> [AIM] Reproduce all the lines below exactly and omit the images.

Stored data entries
== == ==

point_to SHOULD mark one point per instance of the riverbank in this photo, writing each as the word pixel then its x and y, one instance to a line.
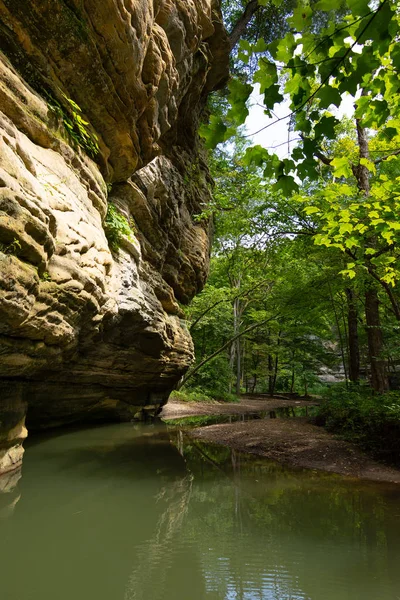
pixel 292 441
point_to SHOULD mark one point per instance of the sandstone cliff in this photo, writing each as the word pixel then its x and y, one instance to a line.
pixel 99 107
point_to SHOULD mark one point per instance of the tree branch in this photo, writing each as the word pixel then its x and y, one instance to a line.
pixel 244 293
pixel 379 160
pixel 221 349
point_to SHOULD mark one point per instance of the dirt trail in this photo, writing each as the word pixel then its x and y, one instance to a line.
pixel 293 441
pixel 178 410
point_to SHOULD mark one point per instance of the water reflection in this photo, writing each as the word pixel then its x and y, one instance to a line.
pixel 139 513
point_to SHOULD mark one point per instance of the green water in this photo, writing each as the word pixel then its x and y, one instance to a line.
pixel 128 512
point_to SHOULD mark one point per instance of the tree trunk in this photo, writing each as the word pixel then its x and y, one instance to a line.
pixel 379 379
pixel 352 325
pixel 270 375
pixel 238 366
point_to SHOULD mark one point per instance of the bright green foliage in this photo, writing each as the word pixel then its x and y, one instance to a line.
pixel 116 227
pixel 70 115
pixel 358 416
pixel 315 66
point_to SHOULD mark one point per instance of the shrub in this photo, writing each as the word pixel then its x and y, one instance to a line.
pixel 116 227
pixel 360 415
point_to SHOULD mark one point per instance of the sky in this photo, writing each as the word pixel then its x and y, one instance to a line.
pixel 277 134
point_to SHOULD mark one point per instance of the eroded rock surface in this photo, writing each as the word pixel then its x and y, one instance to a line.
pixel 85 332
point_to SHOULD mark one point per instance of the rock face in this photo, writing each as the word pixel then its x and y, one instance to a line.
pixel 100 103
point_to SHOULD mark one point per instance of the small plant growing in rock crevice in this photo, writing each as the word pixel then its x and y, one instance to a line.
pixel 116 226
pixel 75 126
pixel 13 248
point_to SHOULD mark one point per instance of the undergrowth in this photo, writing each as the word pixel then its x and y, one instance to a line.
pixel 75 126
pixel 116 227
pixel 359 415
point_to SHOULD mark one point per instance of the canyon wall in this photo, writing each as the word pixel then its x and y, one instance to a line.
pixel 100 104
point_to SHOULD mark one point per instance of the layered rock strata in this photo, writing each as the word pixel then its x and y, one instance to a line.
pixel 100 103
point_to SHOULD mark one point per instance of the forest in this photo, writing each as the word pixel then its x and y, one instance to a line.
pixel 304 294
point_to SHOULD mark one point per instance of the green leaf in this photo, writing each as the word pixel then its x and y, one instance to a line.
pixel 214 132
pixel 301 18
pixel 327 5
pixel 311 210
pixel 358 7
pixel 287 184
pixel 326 128
pixel 341 166
pixel 329 95
pixel 272 96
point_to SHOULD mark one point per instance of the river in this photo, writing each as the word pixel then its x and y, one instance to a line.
pixel 142 512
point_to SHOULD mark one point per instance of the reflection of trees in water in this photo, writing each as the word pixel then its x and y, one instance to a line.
pixel 155 555
pixel 257 523
pixel 9 494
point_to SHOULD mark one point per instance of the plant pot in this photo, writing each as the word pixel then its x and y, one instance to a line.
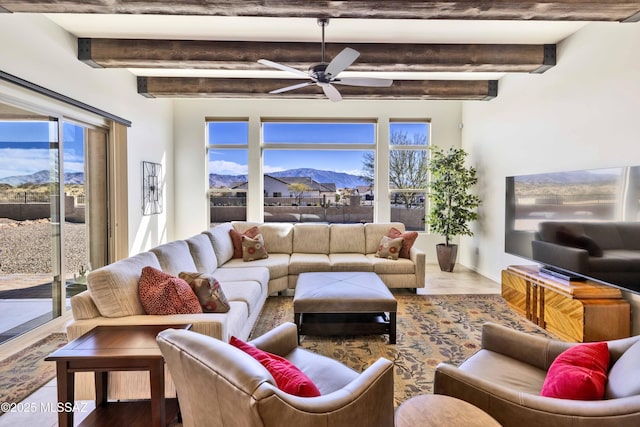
pixel 446 256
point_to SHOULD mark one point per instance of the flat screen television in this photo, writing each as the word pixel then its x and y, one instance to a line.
pixel 578 224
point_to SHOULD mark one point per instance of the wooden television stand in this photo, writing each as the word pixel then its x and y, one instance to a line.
pixel 578 311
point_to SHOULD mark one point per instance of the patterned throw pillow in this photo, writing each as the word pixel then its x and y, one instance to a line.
pixel 389 248
pixel 253 249
pixel 162 293
pixel 208 290
pixel 236 239
pixel 409 239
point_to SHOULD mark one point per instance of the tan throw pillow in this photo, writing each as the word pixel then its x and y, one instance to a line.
pixel 389 248
pixel 253 249
pixel 409 239
pixel 236 239
pixel 208 290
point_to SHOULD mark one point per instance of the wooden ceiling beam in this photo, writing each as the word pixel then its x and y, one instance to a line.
pixel 565 10
pixel 235 55
pixel 188 87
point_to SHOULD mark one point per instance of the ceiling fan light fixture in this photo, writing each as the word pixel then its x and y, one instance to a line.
pixel 324 74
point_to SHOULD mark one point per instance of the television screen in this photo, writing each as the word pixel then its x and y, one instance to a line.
pixel 578 224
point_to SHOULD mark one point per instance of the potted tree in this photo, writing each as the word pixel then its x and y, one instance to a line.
pixel 452 204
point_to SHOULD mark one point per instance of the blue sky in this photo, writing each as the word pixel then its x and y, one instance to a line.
pixel 24 147
pixel 234 162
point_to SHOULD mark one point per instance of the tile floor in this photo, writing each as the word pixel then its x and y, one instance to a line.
pixel 460 281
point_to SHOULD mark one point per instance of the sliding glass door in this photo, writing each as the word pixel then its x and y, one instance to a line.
pixel 50 171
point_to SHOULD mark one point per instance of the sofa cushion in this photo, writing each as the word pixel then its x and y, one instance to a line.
pixel 623 375
pixel 387 266
pixel 409 238
pixel 175 257
pixel 389 247
pixel 288 377
pixel 302 263
pixel 202 253
pixel 278 237
pixel 579 373
pixel 236 239
pixel 114 287
pixel 311 239
pixel 162 293
pixel 276 266
pixel 221 242
pixel 208 290
pixel 346 238
pixel 253 249
pixel 350 262
pixel 373 234
pixel 247 291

== == ==

> [FINISHED TASK]
point_to SHOULD mark one point per instance of the riverbank in this photo, writing each as the word pixel then its x and y, one instance to a line.
pixel 292 441
point_to SHOULD mark one point per instance of the sandstone cliff in this photo, writing each as the word pixel then its x and y, one instance to a line.
pixel 99 107
point_to SHOULD mark one point per instance of the tree branch in this photo, writing each as the word pixel then its x and y, one instance to a line.
pixel 244 293
pixel 379 160
pixel 221 349
point_to SHOULD mark one point per instance of the dirt trail in this photo, writing each as the word pixel then its x and y, one instance to a line.
pixel 293 441
pixel 178 410
point_to SHOULD mark one point per instance of the water reflection in this photo, writing each as the word pixel then its x and y, one instance to a line.
pixel 139 513
point_to SHOULD mark one point per instance of the green water in this photo, writing each as the word pixel then its x and y, one instance to a line.
pixel 128 512
point_to SHOULD mark one point per instance of the tree trunk in this photo, writing each as the word pixel then its x and y, one instance to a line.
pixel 379 379
pixel 352 325
pixel 270 375
pixel 238 366
point_to SHOULD mark one point per instance of the bright green foliage in this photo, writing each as the word pixel then its x and y, one instance to a line.
pixel 116 227
pixel 70 115
pixel 358 416
pixel 315 66
point_to SHOULD mark one point per instance of the shrub in this photo, writing each as the word pixel then its x and y, one instance to a line.
pixel 116 227
pixel 360 415
point_to SHOULD mark one point per instance of the sky in this photo, writing each as the word pixel then its x and y, one instance to a line.
pixel 277 134
point_to SHOULD mark one point per instance of the eroded rock surface in this photo, writing each as the word pixel then its x and y, one instance to a line.
pixel 85 332
point_to SHOULD mark one point per instance of the rock face in this photo, writing each as the word pixel then its x and y, one instance to a line.
pixel 100 103
point_to SHOULD mark one point per instance of the small plant growing in rock crevice in this photo, writing each as the word pixel then its x and y, one instance to a line.
pixel 116 226
pixel 75 126
pixel 13 248
point_to SHOULD mark one point per instance of the undergrowth in this photo, writing each as the word pixel then its x and y, one instance to a line.
pixel 75 126
pixel 116 227
pixel 359 415
point_to SHOULD mark one point per instance of the canyon wall in this photo, writing each as the word pixel then its x and y, one instance to a line.
pixel 100 104
point_to SHOULD mark one point per instance of the layered rock strata in this photo, writing each as the word pixel then its x and y, one instance to a line.
pixel 100 103
point_to SHOULD mark one point per instance of the forest in this photo, writing each as the word pixel then its x and y, one instance to a line.
pixel 304 294
point_to SHOULD mark one point per instance of the green leaf in this photo, writing each as the word pixel then its x and y, one instance to a line.
pixel 214 132
pixel 301 18
pixel 327 5
pixel 311 210
pixel 358 7
pixel 287 184
pixel 326 128
pixel 341 166
pixel 329 95
pixel 272 96
point_to SHOULD mark one point per instance of the river in this photo, writing each as the word pixel then its x and y, one instance to a line.
pixel 142 512
point_to SHOULD mark one point per instance of the reflection of trees in water in this photo, writing each as the word pixel then its x and y, one instance to a line.
pixel 155 555
pixel 257 523
pixel 9 494
point_to SHOULD mark one point per instance of the plant pot in this photo, writing each as the word pixel then its x and y, one instance to a line.
pixel 446 256
point_to SHOULD mark one point per instance of the flat screen television in this photo, writing each as the word pixel then its x and y, one instance to a line.
pixel 578 224
point_to SHOULD mark one point per instance of the wooden television stand in this photo, writing each as the word pixel then its x and y, one instance to a line.
pixel 578 311
point_to SHOULD mark one point per instance of the patterned throw pillow in this photo, writing each as the word pixel then its x and y, one instance to a line.
pixel 389 248
pixel 253 249
pixel 162 293
pixel 208 290
pixel 236 239
pixel 409 239
point_to SHOULD mark one point per instance of the tan throw pillow in this photo, writing each as the word pixel then its x and y, one instance to a line.
pixel 389 248
pixel 253 249
pixel 409 239
pixel 236 239
pixel 208 290
point_to SHOULD mark one point per instance of the wooden ceiling beam in this photo, writing each as the word pixel then its x and y, one instance to a line.
pixel 565 10
pixel 235 55
pixel 188 87
point_to SHOULD mark one point per instance of the ceiling fan light fixture in this photo, writing each as the word pixel then its x and y, one instance to a line.
pixel 324 74
point_to SHOULD mark one point per instance of the television screen in this photo, writing each as the word pixel then its x and y, one instance to a line.
pixel 578 224
point_to SHOULD mark one point per instance of the potted tree in this photo, writing each as the word pixel then its x and y, one instance to a line.
pixel 452 204
point_to SHOULD mark one point per instance of the blue sky in this photo, writing each as the word pixel then its x and y, one instance to a line.
pixel 24 147
pixel 234 162
point_to SHOULD mark one point per instance of the tile floor in this photo, writing each as the word pixel then its x and y, one instance to a line.
pixel 460 281
point_to SHOULD mark one point per instance of the sliding glass door in this photo, writing each as the word pixel then its x and y, one instance to a line.
pixel 50 171
point_to SHOULD mark one point per instance of the sofa cushion in this photo, writing each as the word pixel then its x and y, one instance to a line.
pixel 623 375
pixel 387 266
pixel 409 238
pixel 175 257
pixel 389 247
pixel 288 377
pixel 302 263
pixel 202 253
pixel 278 237
pixel 579 373
pixel 236 239
pixel 114 287
pixel 311 239
pixel 162 293
pixel 276 266
pixel 221 242
pixel 208 290
pixel 346 238
pixel 253 249
pixel 350 262
pixel 373 234
pixel 247 291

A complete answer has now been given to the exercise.